**Exercise data**
━━━━━━━━━━

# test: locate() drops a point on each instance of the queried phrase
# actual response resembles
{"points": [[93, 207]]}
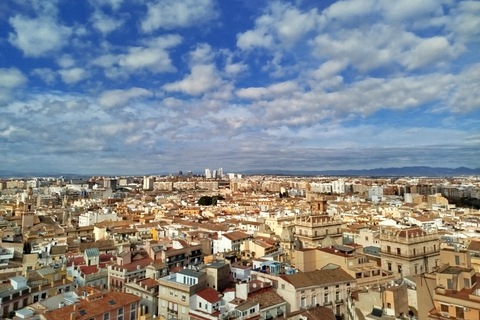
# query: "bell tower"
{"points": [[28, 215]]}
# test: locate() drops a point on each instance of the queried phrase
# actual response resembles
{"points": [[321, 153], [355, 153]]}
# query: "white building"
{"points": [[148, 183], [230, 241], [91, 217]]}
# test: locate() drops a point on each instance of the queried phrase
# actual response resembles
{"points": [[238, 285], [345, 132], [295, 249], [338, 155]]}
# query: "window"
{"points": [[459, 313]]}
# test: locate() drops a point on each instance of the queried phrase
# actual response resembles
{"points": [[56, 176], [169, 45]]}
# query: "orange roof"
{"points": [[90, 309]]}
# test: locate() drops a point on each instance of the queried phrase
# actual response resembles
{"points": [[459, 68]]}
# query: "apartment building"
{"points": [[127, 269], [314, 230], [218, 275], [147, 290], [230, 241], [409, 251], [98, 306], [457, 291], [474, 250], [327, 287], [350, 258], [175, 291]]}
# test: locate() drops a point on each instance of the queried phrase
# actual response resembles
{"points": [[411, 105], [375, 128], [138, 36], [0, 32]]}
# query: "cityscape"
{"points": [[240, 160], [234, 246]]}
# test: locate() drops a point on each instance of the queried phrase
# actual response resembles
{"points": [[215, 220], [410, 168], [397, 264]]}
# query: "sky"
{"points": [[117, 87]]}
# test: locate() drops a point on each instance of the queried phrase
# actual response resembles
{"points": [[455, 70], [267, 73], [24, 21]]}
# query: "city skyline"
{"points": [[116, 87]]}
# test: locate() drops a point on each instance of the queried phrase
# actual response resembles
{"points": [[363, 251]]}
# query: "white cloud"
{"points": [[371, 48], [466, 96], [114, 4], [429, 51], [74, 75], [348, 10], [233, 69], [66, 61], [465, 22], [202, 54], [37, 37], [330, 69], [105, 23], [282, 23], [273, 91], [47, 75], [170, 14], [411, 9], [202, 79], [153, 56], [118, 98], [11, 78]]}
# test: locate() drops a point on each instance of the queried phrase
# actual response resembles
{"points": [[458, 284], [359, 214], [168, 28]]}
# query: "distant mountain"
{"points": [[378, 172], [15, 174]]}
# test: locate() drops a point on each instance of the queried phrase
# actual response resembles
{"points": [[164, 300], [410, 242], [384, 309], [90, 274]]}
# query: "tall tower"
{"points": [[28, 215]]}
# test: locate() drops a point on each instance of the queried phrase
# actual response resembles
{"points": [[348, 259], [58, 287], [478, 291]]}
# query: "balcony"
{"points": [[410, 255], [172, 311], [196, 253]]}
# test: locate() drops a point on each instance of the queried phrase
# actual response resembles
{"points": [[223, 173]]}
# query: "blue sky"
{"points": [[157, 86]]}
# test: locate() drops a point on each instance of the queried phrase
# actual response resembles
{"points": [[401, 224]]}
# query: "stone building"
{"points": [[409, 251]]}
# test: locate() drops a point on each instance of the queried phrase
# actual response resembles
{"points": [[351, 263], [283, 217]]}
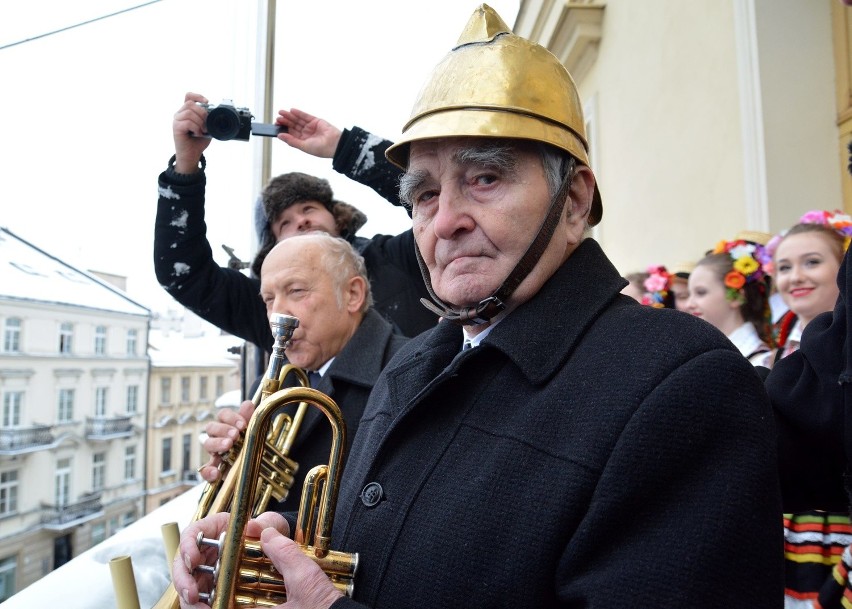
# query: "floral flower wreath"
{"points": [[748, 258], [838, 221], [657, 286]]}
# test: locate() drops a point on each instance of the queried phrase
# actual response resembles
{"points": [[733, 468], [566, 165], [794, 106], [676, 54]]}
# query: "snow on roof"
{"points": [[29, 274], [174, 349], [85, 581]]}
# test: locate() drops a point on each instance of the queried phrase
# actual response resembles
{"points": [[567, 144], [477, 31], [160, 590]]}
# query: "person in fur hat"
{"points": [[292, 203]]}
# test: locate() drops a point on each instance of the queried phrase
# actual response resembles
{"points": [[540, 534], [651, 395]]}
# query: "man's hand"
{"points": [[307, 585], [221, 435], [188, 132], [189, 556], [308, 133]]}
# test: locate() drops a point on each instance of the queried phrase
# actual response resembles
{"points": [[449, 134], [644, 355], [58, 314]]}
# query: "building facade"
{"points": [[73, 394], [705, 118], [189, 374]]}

━━━━━━━━━━

Please pick out every line in the records above that contains the string "building", matching case exactly, and copy each of those lines in full.

# query: "white building"
# query: "apartment building"
# query: "stone building"
# query: "building facade"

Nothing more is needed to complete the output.